- [Information]
------------------------------------------------
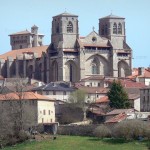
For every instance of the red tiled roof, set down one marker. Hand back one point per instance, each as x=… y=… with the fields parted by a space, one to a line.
x=135 y=73
x=118 y=111
x=117 y=118
x=93 y=90
x=13 y=53
x=96 y=77
x=94 y=45
x=128 y=83
x=133 y=96
x=24 y=96
x=103 y=100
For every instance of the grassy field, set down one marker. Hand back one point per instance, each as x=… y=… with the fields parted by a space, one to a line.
x=80 y=143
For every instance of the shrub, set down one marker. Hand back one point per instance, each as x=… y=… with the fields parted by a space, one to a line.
x=82 y=130
x=23 y=135
x=102 y=131
x=130 y=129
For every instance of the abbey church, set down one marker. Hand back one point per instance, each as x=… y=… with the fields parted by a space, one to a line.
x=69 y=57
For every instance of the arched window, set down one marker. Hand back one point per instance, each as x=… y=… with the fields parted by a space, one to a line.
x=95 y=66
x=103 y=30
x=119 y=28
x=106 y=29
x=71 y=70
x=115 y=28
x=70 y=27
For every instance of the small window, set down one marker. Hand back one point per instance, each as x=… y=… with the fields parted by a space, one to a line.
x=70 y=27
x=115 y=28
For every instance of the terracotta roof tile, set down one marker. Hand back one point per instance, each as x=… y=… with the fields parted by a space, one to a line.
x=14 y=53
x=117 y=118
x=93 y=90
x=118 y=111
x=103 y=100
x=24 y=95
x=21 y=32
x=95 y=77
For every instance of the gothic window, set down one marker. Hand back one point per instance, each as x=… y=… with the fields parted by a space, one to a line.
x=119 y=28
x=57 y=28
x=71 y=71
x=102 y=30
x=70 y=27
x=95 y=66
x=115 y=28
x=106 y=29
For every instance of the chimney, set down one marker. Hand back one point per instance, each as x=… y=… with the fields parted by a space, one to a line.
x=141 y=71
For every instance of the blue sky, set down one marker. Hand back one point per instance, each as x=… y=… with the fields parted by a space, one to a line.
x=18 y=15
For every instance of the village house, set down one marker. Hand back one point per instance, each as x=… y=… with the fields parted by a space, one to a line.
x=36 y=109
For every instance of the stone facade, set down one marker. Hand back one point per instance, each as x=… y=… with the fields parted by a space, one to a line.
x=145 y=99
x=72 y=58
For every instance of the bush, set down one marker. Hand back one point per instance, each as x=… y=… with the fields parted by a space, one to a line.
x=23 y=135
x=102 y=131
x=130 y=129
x=82 y=130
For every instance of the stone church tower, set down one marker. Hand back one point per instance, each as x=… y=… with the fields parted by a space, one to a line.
x=63 y=49
x=70 y=57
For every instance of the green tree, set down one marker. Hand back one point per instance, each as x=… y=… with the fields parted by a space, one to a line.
x=118 y=96
x=77 y=99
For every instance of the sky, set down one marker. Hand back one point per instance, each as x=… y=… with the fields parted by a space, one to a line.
x=19 y=15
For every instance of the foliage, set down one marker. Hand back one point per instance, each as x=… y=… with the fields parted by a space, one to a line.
x=77 y=142
x=70 y=114
x=77 y=98
x=131 y=129
x=118 y=96
x=102 y=132
x=78 y=130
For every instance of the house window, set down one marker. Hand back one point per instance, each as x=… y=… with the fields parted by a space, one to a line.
x=44 y=112
x=70 y=27
x=95 y=66
x=115 y=28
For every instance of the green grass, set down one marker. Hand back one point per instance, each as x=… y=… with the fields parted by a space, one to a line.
x=80 y=143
------------------------------------------------
Pictures do not go in the copy; print every entry exactly as it stands.

For every instance of the red tiled roof, set down one marker. Hand back one point per instance, each as x=… y=… with the fields parted by a space, one to a line.
x=135 y=73
x=118 y=111
x=117 y=118
x=93 y=90
x=13 y=53
x=96 y=77
x=94 y=45
x=128 y=83
x=133 y=96
x=24 y=96
x=103 y=100
For every instance of the grassy field, set down one marker. Hand back one point per instance, each as x=… y=… with the fields parted by a space, one to a line.
x=80 y=143
For every instance of the shrub, set down one marker. Hand back one point per instance, each as x=… y=… with the fields parted by a space, one to a line.
x=82 y=130
x=23 y=135
x=102 y=131
x=130 y=129
For every instance of the abbey church, set down one marker. Hand back one point per instance, each as x=… y=… with the fields parted by a space, one to a line.
x=69 y=57
For every instance of the arched window, set down one marker. Hand back one point per instance, each as x=… y=… with the fields parted by a space, one to a line.
x=95 y=66
x=103 y=30
x=119 y=28
x=106 y=29
x=71 y=70
x=115 y=28
x=70 y=27
For every instance of the small window, set down one marker. Hand back one point per instance, each as x=… y=… with the fields parted by a space, one to a line.
x=70 y=27
x=115 y=28
For every instance of the terracotta roof tile, set down one marker. Hand back one point per instance, each as x=… y=… with the fields parted by a space, one to a line.
x=14 y=53
x=117 y=118
x=93 y=90
x=118 y=111
x=103 y=100
x=24 y=95
x=21 y=32
x=95 y=77
For every instance of the gothic window, set down one marker. Hand back one point per instance, each as x=… y=… with the fields parted by a space, one to a line.
x=119 y=28
x=57 y=28
x=71 y=71
x=102 y=30
x=70 y=27
x=95 y=66
x=115 y=28
x=106 y=29
For every instance of the chimney, set down one marker. Hand back one point per instance, each as x=… y=… with the fields parted by a space, one to a line.
x=141 y=71
For every instance of the blue sky, set down one marker. Hand back one point per instance, each as x=… y=… with the fields parted by a space, one to a line.
x=18 y=15
For every instance of the village house, set down one marker. Hand back one point per instance, each as x=… y=… with the fields parted by a space, one to a line.
x=36 y=109
For every instance of the stone facade, set down one marker. Hand back one point per instance, each as x=… y=… with the fields parted by a space, one to a line.
x=145 y=99
x=72 y=58
For every instance of the bush, set down one marker. Hand back one point per instance, each as x=… y=… with the fields parted by a space, one to a line.
x=23 y=135
x=102 y=131
x=130 y=129
x=82 y=130
For every instance of the stone church tower, set down one marker. Hand back one point per instance, each as x=… y=… with the fields parted by a space, one to a line.
x=63 y=49
x=70 y=57
For every instance of the green tree, set down one marker. Hand back one point per instance, each as x=… y=… with the fields parted by a space, one to a line.
x=118 y=96
x=77 y=99
For every instance of the sky, set down one marker. Hand back one point per instance, each as x=… y=… with the fields parted by a space, one to a line.
x=19 y=15
For every instance of the foliage, set down one marker. Hand back one point per instance, each as x=… y=… with the fields parted by a space, one to a line.
x=77 y=142
x=70 y=114
x=77 y=98
x=131 y=129
x=118 y=96
x=102 y=132
x=78 y=130
For every instance of the house window, set down one marker. Hand back one point per instance, each as x=… y=… with the fields parted by a space, one to a line.
x=44 y=112
x=70 y=27
x=95 y=66
x=115 y=28
For every instance of the green grass, set down one marker. Hand back one point per instance, each as x=… y=… with the fields parted by a space, one to a line.
x=80 y=143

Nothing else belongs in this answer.